## PROBLEM REQUIREMENTS
Search the listing below for the string "shirt", then copy every line it appears in.

## EXTRACTED RECORDS
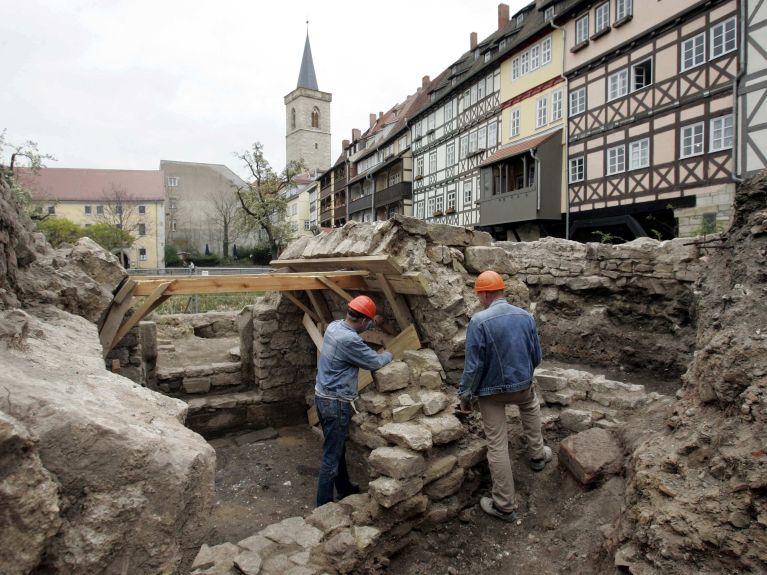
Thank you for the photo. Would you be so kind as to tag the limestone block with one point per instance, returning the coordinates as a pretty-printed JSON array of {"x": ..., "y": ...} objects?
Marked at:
[
  {"x": 293, "y": 530},
  {"x": 430, "y": 380},
  {"x": 443, "y": 428},
  {"x": 396, "y": 462},
  {"x": 422, "y": 360},
  {"x": 248, "y": 562},
  {"x": 575, "y": 419},
  {"x": 372, "y": 402},
  {"x": 447, "y": 485},
  {"x": 591, "y": 455},
  {"x": 410, "y": 435},
  {"x": 392, "y": 377},
  {"x": 433, "y": 401},
  {"x": 388, "y": 491},
  {"x": 196, "y": 384},
  {"x": 439, "y": 467},
  {"x": 329, "y": 517},
  {"x": 406, "y": 412},
  {"x": 474, "y": 453}
]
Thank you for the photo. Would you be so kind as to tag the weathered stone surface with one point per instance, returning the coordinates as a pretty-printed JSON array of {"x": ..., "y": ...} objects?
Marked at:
[
  {"x": 439, "y": 467},
  {"x": 396, "y": 462},
  {"x": 329, "y": 517},
  {"x": 148, "y": 487},
  {"x": 591, "y": 455},
  {"x": 392, "y": 376},
  {"x": 447, "y": 485},
  {"x": 293, "y": 530},
  {"x": 410, "y": 435},
  {"x": 444, "y": 428},
  {"x": 433, "y": 401},
  {"x": 388, "y": 491}
]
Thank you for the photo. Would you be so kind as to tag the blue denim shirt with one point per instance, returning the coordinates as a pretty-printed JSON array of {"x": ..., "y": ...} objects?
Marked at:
[
  {"x": 343, "y": 353},
  {"x": 502, "y": 351}
]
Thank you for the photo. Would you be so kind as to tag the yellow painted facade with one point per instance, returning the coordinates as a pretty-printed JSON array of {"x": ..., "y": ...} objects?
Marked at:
[{"x": 148, "y": 251}]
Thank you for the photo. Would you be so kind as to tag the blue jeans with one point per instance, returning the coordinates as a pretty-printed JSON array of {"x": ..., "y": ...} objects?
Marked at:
[{"x": 334, "y": 416}]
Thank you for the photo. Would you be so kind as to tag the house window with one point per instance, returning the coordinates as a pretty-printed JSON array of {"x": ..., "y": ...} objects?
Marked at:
[
  {"x": 582, "y": 30},
  {"x": 617, "y": 85},
  {"x": 616, "y": 160},
  {"x": 467, "y": 193},
  {"x": 622, "y": 9},
  {"x": 641, "y": 75},
  {"x": 578, "y": 101},
  {"x": 721, "y": 133},
  {"x": 602, "y": 17},
  {"x": 545, "y": 51},
  {"x": 492, "y": 134},
  {"x": 450, "y": 153},
  {"x": 639, "y": 154},
  {"x": 577, "y": 169},
  {"x": 691, "y": 141},
  {"x": 514, "y": 123},
  {"x": 535, "y": 57},
  {"x": 694, "y": 51},
  {"x": 723, "y": 38},
  {"x": 541, "y": 112},
  {"x": 440, "y": 203},
  {"x": 556, "y": 105}
]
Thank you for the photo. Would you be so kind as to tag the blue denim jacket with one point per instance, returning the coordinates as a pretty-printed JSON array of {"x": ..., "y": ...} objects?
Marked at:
[
  {"x": 502, "y": 351},
  {"x": 343, "y": 353}
]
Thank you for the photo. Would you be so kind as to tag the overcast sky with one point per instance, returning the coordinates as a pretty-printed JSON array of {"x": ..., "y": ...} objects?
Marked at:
[{"x": 126, "y": 83}]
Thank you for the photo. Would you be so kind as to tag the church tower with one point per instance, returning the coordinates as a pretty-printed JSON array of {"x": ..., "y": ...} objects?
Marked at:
[{"x": 307, "y": 118}]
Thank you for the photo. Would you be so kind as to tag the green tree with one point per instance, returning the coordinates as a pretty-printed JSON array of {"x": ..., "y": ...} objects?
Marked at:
[
  {"x": 60, "y": 231},
  {"x": 109, "y": 236},
  {"x": 260, "y": 198}
]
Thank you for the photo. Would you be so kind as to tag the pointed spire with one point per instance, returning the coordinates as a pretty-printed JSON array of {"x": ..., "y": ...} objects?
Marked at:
[{"x": 307, "y": 77}]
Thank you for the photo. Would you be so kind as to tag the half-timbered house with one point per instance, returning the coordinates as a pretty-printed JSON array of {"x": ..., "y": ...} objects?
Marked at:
[{"x": 650, "y": 123}]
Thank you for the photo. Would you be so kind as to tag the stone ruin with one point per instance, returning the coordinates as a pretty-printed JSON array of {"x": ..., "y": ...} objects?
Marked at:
[{"x": 695, "y": 464}]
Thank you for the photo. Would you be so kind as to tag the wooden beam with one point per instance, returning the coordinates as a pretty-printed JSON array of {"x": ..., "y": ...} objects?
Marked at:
[
  {"x": 150, "y": 303},
  {"x": 405, "y": 341},
  {"x": 333, "y": 286},
  {"x": 301, "y": 306},
  {"x": 252, "y": 283},
  {"x": 397, "y": 303},
  {"x": 384, "y": 264}
]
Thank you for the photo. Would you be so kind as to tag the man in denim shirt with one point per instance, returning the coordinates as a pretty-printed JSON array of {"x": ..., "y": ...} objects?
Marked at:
[
  {"x": 502, "y": 351},
  {"x": 343, "y": 353}
]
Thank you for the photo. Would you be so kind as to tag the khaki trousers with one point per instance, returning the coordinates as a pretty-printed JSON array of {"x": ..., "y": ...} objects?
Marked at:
[{"x": 493, "y": 409}]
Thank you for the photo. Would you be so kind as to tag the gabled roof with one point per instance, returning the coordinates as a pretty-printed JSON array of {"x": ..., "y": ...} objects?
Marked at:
[
  {"x": 306, "y": 77},
  {"x": 75, "y": 184}
]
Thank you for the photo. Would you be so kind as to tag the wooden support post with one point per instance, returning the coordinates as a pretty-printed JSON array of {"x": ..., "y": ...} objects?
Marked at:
[{"x": 397, "y": 303}]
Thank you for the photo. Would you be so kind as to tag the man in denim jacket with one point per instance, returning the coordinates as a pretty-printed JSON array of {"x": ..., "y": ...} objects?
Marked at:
[
  {"x": 502, "y": 351},
  {"x": 343, "y": 353}
]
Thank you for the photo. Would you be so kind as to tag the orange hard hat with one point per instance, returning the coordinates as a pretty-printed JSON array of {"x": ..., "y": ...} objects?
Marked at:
[
  {"x": 489, "y": 281},
  {"x": 364, "y": 305}
]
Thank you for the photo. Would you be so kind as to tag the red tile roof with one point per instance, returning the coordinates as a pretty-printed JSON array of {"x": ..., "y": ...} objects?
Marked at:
[{"x": 75, "y": 184}]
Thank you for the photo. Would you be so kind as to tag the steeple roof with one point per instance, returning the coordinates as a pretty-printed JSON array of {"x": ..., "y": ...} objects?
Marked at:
[{"x": 306, "y": 77}]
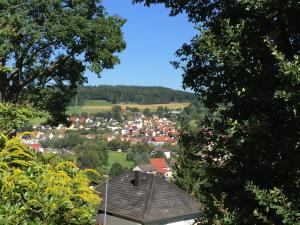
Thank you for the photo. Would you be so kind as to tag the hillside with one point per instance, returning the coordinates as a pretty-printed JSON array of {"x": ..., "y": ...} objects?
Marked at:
[{"x": 131, "y": 94}]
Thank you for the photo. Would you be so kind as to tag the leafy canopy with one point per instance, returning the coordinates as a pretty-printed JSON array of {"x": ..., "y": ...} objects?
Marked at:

## COMPLETED TASK
Thank you for the photo. Would you be so kind as to tag the blue denim shirt with one point per instance, returning the coordinates as a pretty-printed JSON array of {"x": ..., "y": ...} objects?
Thank you for the photo. Would you be so kind as to tag the man in denim shirt with one point per instance, returning the coordinates as a pretty-printed JSON array of {"x": ..., "y": ...} objects?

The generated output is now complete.